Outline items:
# # # # # # #

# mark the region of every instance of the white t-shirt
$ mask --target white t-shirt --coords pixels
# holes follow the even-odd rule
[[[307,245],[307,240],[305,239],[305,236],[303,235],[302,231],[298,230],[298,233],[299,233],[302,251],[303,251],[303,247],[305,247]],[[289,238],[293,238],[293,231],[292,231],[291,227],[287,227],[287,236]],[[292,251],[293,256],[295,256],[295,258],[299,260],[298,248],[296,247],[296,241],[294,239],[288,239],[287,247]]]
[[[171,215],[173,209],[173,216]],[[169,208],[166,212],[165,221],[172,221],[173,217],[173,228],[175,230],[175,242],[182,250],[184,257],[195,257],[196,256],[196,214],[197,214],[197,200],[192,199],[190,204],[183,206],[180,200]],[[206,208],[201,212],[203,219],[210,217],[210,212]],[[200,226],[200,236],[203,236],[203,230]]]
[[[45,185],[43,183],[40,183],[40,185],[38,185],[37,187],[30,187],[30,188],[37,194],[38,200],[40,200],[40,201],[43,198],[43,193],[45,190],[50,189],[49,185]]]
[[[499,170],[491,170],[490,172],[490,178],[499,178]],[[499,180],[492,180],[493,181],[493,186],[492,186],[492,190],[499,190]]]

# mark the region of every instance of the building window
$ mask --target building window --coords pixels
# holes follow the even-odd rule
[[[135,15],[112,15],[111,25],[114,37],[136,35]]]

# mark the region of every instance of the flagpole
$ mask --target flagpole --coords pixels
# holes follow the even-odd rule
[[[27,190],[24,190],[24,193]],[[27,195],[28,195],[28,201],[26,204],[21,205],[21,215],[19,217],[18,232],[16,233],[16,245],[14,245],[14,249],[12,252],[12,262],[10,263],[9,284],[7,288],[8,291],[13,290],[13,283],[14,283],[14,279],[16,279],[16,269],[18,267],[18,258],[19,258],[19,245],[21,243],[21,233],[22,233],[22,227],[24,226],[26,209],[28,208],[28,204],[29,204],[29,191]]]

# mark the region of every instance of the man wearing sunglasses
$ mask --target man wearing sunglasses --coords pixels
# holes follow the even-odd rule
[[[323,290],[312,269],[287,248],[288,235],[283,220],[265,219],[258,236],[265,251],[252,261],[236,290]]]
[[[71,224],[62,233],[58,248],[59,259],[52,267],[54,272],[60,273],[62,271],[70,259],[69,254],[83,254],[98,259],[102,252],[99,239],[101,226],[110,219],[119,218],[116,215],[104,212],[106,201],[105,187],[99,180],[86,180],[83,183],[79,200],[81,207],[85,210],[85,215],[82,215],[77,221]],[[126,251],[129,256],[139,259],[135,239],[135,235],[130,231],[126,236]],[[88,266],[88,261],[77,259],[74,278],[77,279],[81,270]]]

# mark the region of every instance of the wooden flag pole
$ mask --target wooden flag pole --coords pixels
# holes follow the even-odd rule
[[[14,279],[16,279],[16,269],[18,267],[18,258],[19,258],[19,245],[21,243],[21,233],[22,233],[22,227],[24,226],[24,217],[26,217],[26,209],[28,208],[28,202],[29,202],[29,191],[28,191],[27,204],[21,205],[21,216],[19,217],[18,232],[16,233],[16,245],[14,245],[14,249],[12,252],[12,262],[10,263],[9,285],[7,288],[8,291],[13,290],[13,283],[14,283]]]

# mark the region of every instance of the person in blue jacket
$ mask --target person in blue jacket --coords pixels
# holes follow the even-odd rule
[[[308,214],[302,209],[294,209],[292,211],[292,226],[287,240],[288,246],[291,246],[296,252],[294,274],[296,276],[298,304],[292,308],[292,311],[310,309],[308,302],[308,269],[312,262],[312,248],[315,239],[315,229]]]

# # # # # # #

Find every line in the items above that contains the string "sunglasses" and copy each of those lines. Case counts.

# mark the region of every instance of the man wearing sunglasses
$ mask --target man wearing sunglasses --coords pixels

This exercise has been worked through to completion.